RELATIVES of a mum who was killed in a horror bin lorry crash just before Christmas have been unable to get legal aid yet, a court has heard.
Gillian Ewing, from Mortonhall, was one of six people who died in the tragedy on December 22 last year when a Glasgow City Council truck crashed into pedestrians.
A preliminary hearing held at Glasgow Sheriff Court yesterday heard how several grieving families were struggling to get legal aid for the inquiry.
Lawyers representing the families of Jacqueline Morton, 51, and Jack, 68, and Lorraine Sweeney, 69, and their 18-year-old granddaughter Erin McQuade also spoke of problems with applications for legal aid.
The lawyer representing 52-year-old Ms Ewing’s family said: “Full legal aid is still not available to the family of Gillian Ewing.
“I appeared pro bono previously. There are concerns the family have engagement in this process.”
Stephen Dryden, speaking on behalf of Jack and Lorraine Sweeney and Erin McQuade, said: “Again there’s a difficulty at the present time with legal aid. An application for full legal aid has been lodged.”
When told by Sheriff Principal Craig Scott, who is hearing the inquiry, it was not “necessary” the families each have separate representation, the Ewings’ lawyer said: “There may not be complete synergy between all the families.
“All of the public bodies have been given separate representation. The family are entitled to instruct their own solicitors.”

» **SOURCE MATERIAL**:
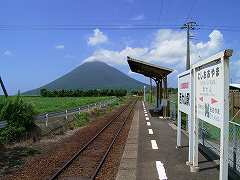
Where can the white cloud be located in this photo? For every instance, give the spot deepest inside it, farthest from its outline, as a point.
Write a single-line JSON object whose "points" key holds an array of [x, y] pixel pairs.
{"points": [[97, 38], [138, 17], [168, 48], [60, 46], [234, 70], [7, 53], [69, 56]]}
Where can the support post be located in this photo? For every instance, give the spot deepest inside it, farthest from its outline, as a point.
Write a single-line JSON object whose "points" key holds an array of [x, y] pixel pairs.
{"points": [[144, 93], [66, 114], [46, 121], [194, 167], [157, 83], [223, 175], [179, 127], [3, 87]]}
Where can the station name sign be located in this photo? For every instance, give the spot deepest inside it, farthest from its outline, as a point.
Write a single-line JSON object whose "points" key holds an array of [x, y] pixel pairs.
{"points": [[210, 92], [184, 92]]}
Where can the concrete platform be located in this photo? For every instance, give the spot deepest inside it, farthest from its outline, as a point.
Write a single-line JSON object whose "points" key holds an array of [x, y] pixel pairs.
{"points": [[156, 156]]}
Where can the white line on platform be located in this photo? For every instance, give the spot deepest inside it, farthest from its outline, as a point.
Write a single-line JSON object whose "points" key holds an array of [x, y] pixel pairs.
{"points": [[150, 131], [154, 144], [161, 171]]}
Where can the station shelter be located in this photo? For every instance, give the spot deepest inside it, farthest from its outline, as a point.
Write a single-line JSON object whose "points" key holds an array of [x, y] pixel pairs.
{"points": [[159, 75]]}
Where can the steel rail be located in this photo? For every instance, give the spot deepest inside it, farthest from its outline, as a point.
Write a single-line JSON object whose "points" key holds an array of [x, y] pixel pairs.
{"points": [[112, 143], [69, 162]]}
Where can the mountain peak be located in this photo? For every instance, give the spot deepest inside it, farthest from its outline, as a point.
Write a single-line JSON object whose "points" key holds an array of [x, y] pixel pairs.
{"points": [[92, 75]]}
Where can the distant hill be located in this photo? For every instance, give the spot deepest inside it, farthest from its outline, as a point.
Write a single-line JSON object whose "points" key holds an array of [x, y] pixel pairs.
{"points": [[92, 75]]}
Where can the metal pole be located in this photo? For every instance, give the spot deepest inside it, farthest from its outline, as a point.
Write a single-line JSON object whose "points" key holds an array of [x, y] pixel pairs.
{"points": [[151, 93], [194, 167], [144, 93], [188, 48], [179, 127], [234, 147], [223, 175]]}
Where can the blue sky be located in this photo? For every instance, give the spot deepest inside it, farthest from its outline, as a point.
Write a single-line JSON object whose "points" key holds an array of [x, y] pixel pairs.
{"points": [[31, 58]]}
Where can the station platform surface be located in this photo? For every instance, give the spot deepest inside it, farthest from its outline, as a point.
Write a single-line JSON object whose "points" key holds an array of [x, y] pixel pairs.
{"points": [[150, 152]]}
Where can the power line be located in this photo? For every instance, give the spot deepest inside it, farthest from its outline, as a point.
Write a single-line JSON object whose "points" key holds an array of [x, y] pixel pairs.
{"points": [[79, 27], [189, 26], [191, 9]]}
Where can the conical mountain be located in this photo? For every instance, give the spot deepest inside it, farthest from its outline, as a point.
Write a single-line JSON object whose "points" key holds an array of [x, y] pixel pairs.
{"points": [[92, 75]]}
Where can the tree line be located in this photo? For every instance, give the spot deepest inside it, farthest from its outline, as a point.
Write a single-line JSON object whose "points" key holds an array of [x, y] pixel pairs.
{"points": [[83, 93]]}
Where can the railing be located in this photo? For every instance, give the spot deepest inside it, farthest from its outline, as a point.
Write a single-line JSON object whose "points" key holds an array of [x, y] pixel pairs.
{"points": [[67, 112], [45, 117]]}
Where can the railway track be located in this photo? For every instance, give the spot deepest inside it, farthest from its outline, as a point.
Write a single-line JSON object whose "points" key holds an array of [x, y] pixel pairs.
{"points": [[88, 161]]}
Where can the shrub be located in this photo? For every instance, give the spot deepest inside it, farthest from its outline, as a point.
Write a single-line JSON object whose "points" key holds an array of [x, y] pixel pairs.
{"points": [[19, 117]]}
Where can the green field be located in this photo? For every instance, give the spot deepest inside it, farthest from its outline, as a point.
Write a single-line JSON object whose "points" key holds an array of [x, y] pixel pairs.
{"points": [[53, 104]]}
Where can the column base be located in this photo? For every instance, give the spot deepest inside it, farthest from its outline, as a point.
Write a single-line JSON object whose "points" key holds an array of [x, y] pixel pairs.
{"points": [[194, 169], [178, 147], [188, 163]]}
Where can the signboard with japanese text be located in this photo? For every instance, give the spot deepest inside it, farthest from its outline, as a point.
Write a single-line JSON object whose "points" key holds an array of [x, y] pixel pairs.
{"points": [[210, 92], [184, 92]]}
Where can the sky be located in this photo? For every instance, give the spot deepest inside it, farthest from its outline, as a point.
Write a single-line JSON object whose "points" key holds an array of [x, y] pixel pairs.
{"points": [[31, 57]]}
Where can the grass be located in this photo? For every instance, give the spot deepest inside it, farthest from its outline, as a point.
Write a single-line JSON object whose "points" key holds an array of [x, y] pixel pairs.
{"points": [[53, 104]]}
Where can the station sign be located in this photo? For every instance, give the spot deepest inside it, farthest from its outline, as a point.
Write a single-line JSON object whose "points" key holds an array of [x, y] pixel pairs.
{"points": [[210, 92], [184, 92]]}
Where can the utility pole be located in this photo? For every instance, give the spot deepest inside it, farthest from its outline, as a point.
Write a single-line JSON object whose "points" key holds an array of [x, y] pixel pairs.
{"points": [[3, 87], [151, 90], [189, 26]]}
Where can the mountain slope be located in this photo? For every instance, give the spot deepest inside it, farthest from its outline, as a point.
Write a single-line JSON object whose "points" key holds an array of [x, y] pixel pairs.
{"points": [[92, 75]]}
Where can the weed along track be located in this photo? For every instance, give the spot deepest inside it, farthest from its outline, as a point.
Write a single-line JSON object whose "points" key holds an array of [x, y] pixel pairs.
{"points": [[88, 161]]}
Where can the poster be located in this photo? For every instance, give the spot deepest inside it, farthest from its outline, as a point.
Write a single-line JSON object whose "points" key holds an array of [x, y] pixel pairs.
{"points": [[210, 93]]}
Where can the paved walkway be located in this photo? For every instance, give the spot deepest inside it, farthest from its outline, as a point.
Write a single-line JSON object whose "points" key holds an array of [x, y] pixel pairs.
{"points": [[156, 156]]}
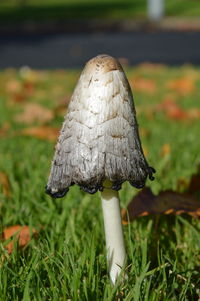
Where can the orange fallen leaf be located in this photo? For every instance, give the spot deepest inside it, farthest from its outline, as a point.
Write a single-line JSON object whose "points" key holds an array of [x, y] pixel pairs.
{"points": [[21, 234], [42, 132], [141, 84], [166, 149], [172, 110], [167, 202], [5, 184], [34, 112], [152, 67], [4, 129], [182, 86], [13, 86]]}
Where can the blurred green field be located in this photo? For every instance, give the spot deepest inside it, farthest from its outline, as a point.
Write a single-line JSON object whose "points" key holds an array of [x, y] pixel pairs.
{"points": [[19, 10], [67, 260]]}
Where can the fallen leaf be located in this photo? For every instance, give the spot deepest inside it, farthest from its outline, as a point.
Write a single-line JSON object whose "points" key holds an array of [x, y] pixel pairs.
{"points": [[13, 86], [152, 67], [4, 129], [166, 149], [5, 184], [167, 202], [141, 84], [21, 234], [42, 132], [172, 110], [34, 112], [182, 86], [194, 113]]}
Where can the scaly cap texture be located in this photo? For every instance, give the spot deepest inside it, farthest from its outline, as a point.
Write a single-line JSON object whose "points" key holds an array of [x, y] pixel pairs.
{"points": [[99, 138]]}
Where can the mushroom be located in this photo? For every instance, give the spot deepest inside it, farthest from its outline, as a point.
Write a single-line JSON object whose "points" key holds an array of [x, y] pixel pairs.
{"points": [[99, 148]]}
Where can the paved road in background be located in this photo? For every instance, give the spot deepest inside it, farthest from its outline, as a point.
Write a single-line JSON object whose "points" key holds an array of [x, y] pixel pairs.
{"points": [[69, 51]]}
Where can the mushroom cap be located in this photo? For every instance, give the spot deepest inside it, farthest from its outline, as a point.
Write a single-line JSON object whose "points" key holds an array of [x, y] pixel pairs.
{"points": [[99, 138]]}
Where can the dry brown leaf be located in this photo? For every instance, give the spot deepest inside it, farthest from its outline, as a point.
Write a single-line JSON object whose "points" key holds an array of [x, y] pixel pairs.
{"points": [[34, 112], [182, 86], [141, 84], [5, 184], [172, 110], [13, 86], [167, 202], [42, 132], [152, 67], [4, 129], [21, 234]]}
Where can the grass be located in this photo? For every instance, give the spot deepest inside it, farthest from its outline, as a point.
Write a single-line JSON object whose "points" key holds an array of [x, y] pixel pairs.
{"points": [[13, 10], [67, 261]]}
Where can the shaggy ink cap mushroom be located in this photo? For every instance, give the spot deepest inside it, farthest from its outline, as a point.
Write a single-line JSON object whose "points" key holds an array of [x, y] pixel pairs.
{"points": [[99, 139]]}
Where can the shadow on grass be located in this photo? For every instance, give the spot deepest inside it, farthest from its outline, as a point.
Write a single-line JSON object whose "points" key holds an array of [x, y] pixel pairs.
{"points": [[73, 11]]}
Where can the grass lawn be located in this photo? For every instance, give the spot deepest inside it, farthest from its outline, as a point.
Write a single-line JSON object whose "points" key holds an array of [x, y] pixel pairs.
{"points": [[13, 10], [66, 261]]}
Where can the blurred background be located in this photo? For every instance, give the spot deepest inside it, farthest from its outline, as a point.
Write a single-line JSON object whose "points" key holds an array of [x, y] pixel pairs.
{"points": [[66, 33]]}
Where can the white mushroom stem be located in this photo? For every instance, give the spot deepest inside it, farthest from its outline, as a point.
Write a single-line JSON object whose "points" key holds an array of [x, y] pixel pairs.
{"points": [[113, 231]]}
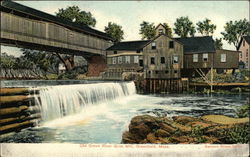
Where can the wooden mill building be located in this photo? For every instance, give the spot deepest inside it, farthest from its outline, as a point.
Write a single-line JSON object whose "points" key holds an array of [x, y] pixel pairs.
{"points": [[200, 54], [161, 57]]}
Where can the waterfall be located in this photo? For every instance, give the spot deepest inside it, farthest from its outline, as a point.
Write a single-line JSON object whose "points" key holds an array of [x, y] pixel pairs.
{"points": [[58, 101]]}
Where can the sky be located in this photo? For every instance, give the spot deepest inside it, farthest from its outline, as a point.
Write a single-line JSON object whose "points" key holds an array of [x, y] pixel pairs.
{"points": [[129, 14]]}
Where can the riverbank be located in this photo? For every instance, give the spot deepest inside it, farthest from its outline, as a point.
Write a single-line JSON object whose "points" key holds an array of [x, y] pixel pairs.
{"points": [[212, 129]]}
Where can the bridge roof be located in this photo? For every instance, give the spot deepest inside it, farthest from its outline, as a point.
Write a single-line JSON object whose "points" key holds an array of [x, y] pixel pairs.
{"points": [[51, 18]]}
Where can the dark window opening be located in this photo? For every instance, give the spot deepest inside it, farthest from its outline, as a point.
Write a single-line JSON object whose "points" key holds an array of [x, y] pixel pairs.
{"points": [[160, 31], [141, 62], [153, 45], [152, 60], [162, 60], [171, 44]]}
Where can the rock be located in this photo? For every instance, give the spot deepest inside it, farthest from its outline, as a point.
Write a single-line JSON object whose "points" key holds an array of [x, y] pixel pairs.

» **STUDY QUESTIONS**:
[a] Say whether each statement agrees with the article on the Glasgow bin lorry crash inquiry, answering yes or no and quoting the deciding words: (i) The crash took place on December 22. (ii) Sheriff Principal Craig Scott said each family needed its own separate representation. (iii) Stephen Dryden said an application for full legal aid had been lodged.
[b] Extend the article on the Glasgow bin lorry crash inquiry, starting after its final sentence.
The records have no connection to the article on the Glasgow bin lorry crash inquiry.

» **ANSWERS TO THE TASKS**:
[a]
(i) Yes: "on December 22 last year"
(ii) No: "it was not “necessary” the families each have separate representation"
(iii) Yes: "An application for full legal aid has been lodged."

[b]
The family of Stephanie Tait, 29, was also represented in court, and a number of members of each family were present.
Solicitor General Lesley Thomson QC, acting for the Crown, said: “I think it’s extremely important if the families are represented they are represented in full.”
Also in court were lawyers for the bin lorry driver Harry Clarke, Glasgow City Council, the DVLA and several doctors.
A lawyer also appeared for the two operatives on the bin lorry at the time it crashed, as well as a GP who saw Mr Clarke in April 2010.
The fatal accident inquiry, due to begin on July 22, will look at the technical side of the bin lorry as well as the route it took and the medical history of the driver. It is expected to last up to five weeks and a further preliminary hearing has been set for June 18.
Ten others were injured when the bin lorry mounted the pavement on Queen Street before careering into the side of the Millennium Hotel at George Square.